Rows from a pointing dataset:
— Begin —
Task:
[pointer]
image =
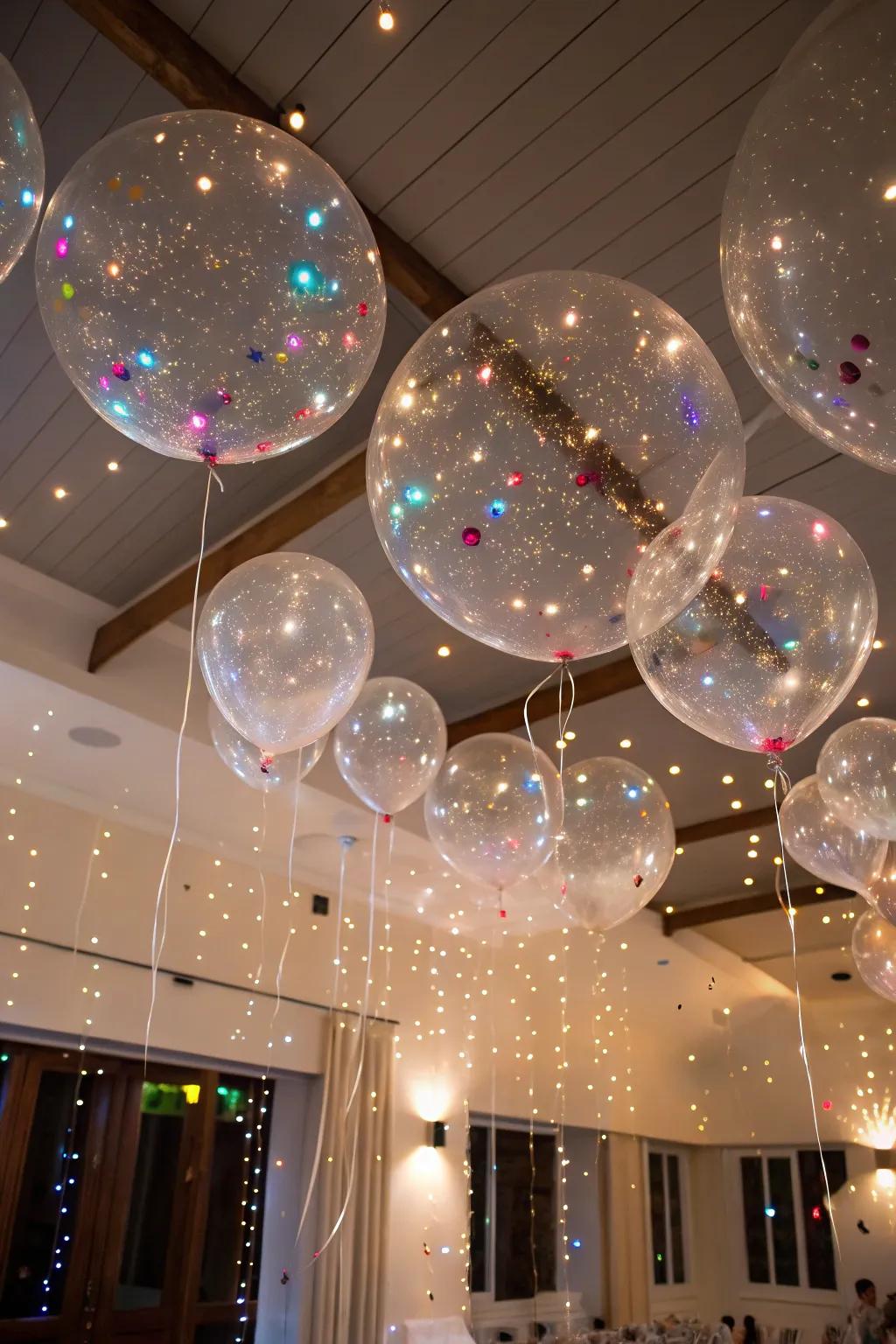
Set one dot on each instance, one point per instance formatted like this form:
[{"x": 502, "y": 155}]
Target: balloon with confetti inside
[
  {"x": 211, "y": 286},
  {"x": 285, "y": 642},
  {"x": 775, "y": 639},
  {"x": 248, "y": 762},
  {"x": 494, "y": 809},
  {"x": 534, "y": 443},
  {"x": 825, "y": 845},
  {"x": 858, "y": 774},
  {"x": 808, "y": 233},
  {"x": 875, "y": 953},
  {"x": 20, "y": 168},
  {"x": 617, "y": 844},
  {"x": 391, "y": 744}
]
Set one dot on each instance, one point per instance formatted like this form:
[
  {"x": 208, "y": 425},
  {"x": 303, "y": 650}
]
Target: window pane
[
  {"x": 52, "y": 1170},
  {"x": 783, "y": 1225},
  {"x": 657, "y": 1218},
  {"x": 479, "y": 1206},
  {"x": 226, "y": 1253},
  {"x": 754, "y": 1219},
  {"x": 524, "y": 1214},
  {"x": 820, "y": 1248},
  {"x": 152, "y": 1195},
  {"x": 675, "y": 1219}
]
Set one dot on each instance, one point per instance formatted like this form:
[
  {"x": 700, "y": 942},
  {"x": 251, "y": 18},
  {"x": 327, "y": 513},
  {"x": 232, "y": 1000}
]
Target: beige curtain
[
  {"x": 348, "y": 1281},
  {"x": 626, "y": 1298}
]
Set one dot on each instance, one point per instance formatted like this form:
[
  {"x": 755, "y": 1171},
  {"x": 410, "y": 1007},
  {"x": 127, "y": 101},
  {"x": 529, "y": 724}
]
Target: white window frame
[
  {"x": 771, "y": 1291},
  {"x": 486, "y": 1298},
  {"x": 669, "y": 1288}
]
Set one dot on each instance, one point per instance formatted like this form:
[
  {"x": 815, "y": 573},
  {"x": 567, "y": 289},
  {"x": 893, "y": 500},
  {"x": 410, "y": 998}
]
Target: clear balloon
[
  {"x": 494, "y": 809},
  {"x": 858, "y": 776},
  {"x": 875, "y": 953},
  {"x": 211, "y": 286},
  {"x": 808, "y": 233},
  {"x": 285, "y": 642},
  {"x": 391, "y": 744},
  {"x": 881, "y": 890},
  {"x": 248, "y": 764},
  {"x": 617, "y": 844},
  {"x": 532, "y": 444},
  {"x": 823, "y": 844},
  {"x": 775, "y": 639},
  {"x": 20, "y": 168}
]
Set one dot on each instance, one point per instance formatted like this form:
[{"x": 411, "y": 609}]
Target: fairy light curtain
[
  {"x": 624, "y": 1228},
  {"x": 348, "y": 1278}
]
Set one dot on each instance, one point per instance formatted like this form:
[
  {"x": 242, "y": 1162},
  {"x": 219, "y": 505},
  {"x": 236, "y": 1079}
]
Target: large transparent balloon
[
  {"x": 534, "y": 443},
  {"x": 808, "y": 233},
  {"x": 391, "y": 744},
  {"x": 494, "y": 809},
  {"x": 618, "y": 840},
  {"x": 858, "y": 774},
  {"x": 875, "y": 953},
  {"x": 823, "y": 844},
  {"x": 775, "y": 639},
  {"x": 20, "y": 168},
  {"x": 211, "y": 286},
  {"x": 248, "y": 764},
  {"x": 881, "y": 890},
  {"x": 285, "y": 642}
]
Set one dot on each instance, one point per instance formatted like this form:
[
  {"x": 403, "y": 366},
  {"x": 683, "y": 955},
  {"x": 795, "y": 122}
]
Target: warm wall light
[{"x": 293, "y": 118}]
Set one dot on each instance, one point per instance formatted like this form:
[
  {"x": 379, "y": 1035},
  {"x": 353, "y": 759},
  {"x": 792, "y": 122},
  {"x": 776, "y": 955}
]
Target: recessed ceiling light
[{"x": 93, "y": 737}]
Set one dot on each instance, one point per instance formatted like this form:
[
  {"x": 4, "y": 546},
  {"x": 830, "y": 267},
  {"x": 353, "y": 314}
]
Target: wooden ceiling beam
[
  {"x": 178, "y": 62},
  {"x": 754, "y": 905}
]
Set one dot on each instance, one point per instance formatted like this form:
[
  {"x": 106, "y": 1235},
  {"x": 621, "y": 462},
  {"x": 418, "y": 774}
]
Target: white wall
[{"x": 474, "y": 1020}]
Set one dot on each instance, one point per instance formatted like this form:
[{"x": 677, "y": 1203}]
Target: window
[
  {"x": 788, "y": 1231},
  {"x": 514, "y": 1225},
  {"x": 665, "y": 1179}
]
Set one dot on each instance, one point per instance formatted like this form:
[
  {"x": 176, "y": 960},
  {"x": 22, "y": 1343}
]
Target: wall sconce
[{"x": 437, "y": 1132}]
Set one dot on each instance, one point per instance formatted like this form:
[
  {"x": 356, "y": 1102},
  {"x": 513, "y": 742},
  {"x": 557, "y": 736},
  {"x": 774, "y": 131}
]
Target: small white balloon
[
  {"x": 248, "y": 765},
  {"x": 494, "y": 809},
  {"x": 823, "y": 844},
  {"x": 618, "y": 842},
  {"x": 875, "y": 953},
  {"x": 285, "y": 642},
  {"x": 391, "y": 744},
  {"x": 20, "y": 168},
  {"x": 858, "y": 776}
]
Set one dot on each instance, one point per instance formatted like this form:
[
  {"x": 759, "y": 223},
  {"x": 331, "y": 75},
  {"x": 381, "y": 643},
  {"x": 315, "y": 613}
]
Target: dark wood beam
[
  {"x": 595, "y": 684},
  {"x": 754, "y": 905},
  {"x": 731, "y": 824},
  {"x": 266, "y": 534},
  {"x": 175, "y": 60}
]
— End —
> Instructions to follow
Reproduce the entries exactly. Do not carry over any picture.

> Answer to this task
Task:
[pointer]
image =
Set one dot on each instance, one point per instance formatted like this form:
[{"x": 502, "y": 155}]
Target: balloon with confetti inside
[
  {"x": 211, "y": 286},
  {"x": 285, "y": 642},
  {"x": 775, "y": 639},
  {"x": 248, "y": 762},
  {"x": 494, "y": 809},
  {"x": 534, "y": 443},
  {"x": 825, "y": 845},
  {"x": 858, "y": 774},
  {"x": 808, "y": 233},
  {"x": 875, "y": 953},
  {"x": 20, "y": 168},
  {"x": 617, "y": 844},
  {"x": 391, "y": 744}
]
Set one dot on each instance, one point per instance formatted like this form:
[
  {"x": 208, "y": 425},
  {"x": 303, "y": 650}
]
Target: window pane
[
  {"x": 52, "y": 1170},
  {"x": 783, "y": 1225},
  {"x": 657, "y": 1218},
  {"x": 479, "y": 1206},
  {"x": 226, "y": 1253},
  {"x": 754, "y": 1219},
  {"x": 524, "y": 1214},
  {"x": 820, "y": 1248},
  {"x": 152, "y": 1195},
  {"x": 675, "y": 1219}
]
Set one dot on each instance, one point per instance formatted like this form:
[
  {"x": 700, "y": 942},
  {"x": 251, "y": 18},
  {"x": 327, "y": 513},
  {"x": 232, "y": 1000}
]
Target: beige curtain
[
  {"x": 348, "y": 1281},
  {"x": 626, "y": 1298}
]
Set one dot on each instance, one point per instance formatted like this form:
[
  {"x": 755, "y": 1171},
  {"x": 410, "y": 1007},
  {"x": 127, "y": 101},
  {"x": 529, "y": 724}
]
Target: white window frame
[
  {"x": 771, "y": 1291},
  {"x": 486, "y": 1298},
  {"x": 669, "y": 1288}
]
Set one dot on each instance, one point per instance formatted like this form:
[
  {"x": 815, "y": 573},
  {"x": 567, "y": 289},
  {"x": 893, "y": 500},
  {"x": 410, "y": 998}
]
Target: clear balloon
[
  {"x": 494, "y": 809},
  {"x": 858, "y": 776},
  {"x": 875, "y": 953},
  {"x": 211, "y": 286},
  {"x": 808, "y": 233},
  {"x": 285, "y": 642},
  {"x": 391, "y": 744},
  {"x": 881, "y": 890},
  {"x": 248, "y": 764},
  {"x": 617, "y": 844},
  {"x": 532, "y": 444},
  {"x": 823, "y": 844},
  {"x": 775, "y": 639},
  {"x": 20, "y": 168}
]
Set one dot on each instance, one point per instance formatted like this form:
[{"x": 411, "y": 609}]
Target: fairy light curtain
[
  {"x": 624, "y": 1228},
  {"x": 348, "y": 1278}
]
Set one dot on each instance, one point per instance formatted like this form:
[
  {"x": 242, "y": 1162},
  {"x": 219, "y": 505},
  {"x": 236, "y": 1079}
]
Target: large transparent balloon
[
  {"x": 534, "y": 443},
  {"x": 808, "y": 233},
  {"x": 391, "y": 744},
  {"x": 494, "y": 809},
  {"x": 618, "y": 840},
  {"x": 858, "y": 774},
  {"x": 875, "y": 953},
  {"x": 823, "y": 844},
  {"x": 775, "y": 639},
  {"x": 20, "y": 168},
  {"x": 211, "y": 286},
  {"x": 248, "y": 764},
  {"x": 881, "y": 890},
  {"x": 285, "y": 642}
]
Set one dot on each instance, one point per instance formatted like this form:
[
  {"x": 403, "y": 366},
  {"x": 683, "y": 955},
  {"x": 795, "y": 122}
]
Target: warm wall light
[{"x": 293, "y": 118}]
Set one dot on each instance, one point per instance formatted like this form:
[
  {"x": 379, "y": 1035},
  {"x": 353, "y": 759},
  {"x": 792, "y": 122},
  {"x": 776, "y": 955}
]
Target: recessed ceiling light
[{"x": 93, "y": 737}]
Set one dot on each instance, one point per instance formatted like this form:
[
  {"x": 4, "y": 546},
  {"x": 830, "y": 267},
  {"x": 353, "y": 314}
]
Target: wooden ceiling beam
[
  {"x": 178, "y": 62},
  {"x": 754, "y": 905}
]
Set one dot on each instance, one point per instance formatted like this form:
[
  {"x": 106, "y": 1235},
  {"x": 621, "y": 462},
  {"x": 418, "y": 774}
]
Target: white wall
[{"x": 474, "y": 1020}]
Set one dot on each instance, one point per instance formatted like this form:
[{"x": 677, "y": 1203}]
Target: window
[
  {"x": 788, "y": 1231},
  {"x": 514, "y": 1225},
  {"x": 665, "y": 1179}
]
Set one dot on each instance, one point per instance formatted like this form:
[
  {"x": 176, "y": 960},
  {"x": 22, "y": 1343}
]
Target: wall sconce
[{"x": 437, "y": 1132}]
Set one dot on each instance, one point per instance formatted like this form:
[
  {"x": 356, "y": 1102},
  {"x": 513, "y": 742},
  {"x": 557, "y": 736},
  {"x": 774, "y": 131}
]
Target: small white balloon
[
  {"x": 248, "y": 765},
  {"x": 494, "y": 809},
  {"x": 823, "y": 844},
  {"x": 618, "y": 842},
  {"x": 875, "y": 953},
  {"x": 285, "y": 642},
  {"x": 391, "y": 744},
  {"x": 20, "y": 168},
  {"x": 858, "y": 776}
]
Set one dot on each instance, one point per instance formatted like this form:
[
  {"x": 759, "y": 223},
  {"x": 331, "y": 75},
  {"x": 381, "y": 643},
  {"x": 315, "y": 613}
]
Target: dark wood beam
[
  {"x": 595, "y": 684},
  {"x": 754, "y": 905},
  {"x": 731, "y": 824},
  {"x": 266, "y": 534},
  {"x": 175, "y": 60}
]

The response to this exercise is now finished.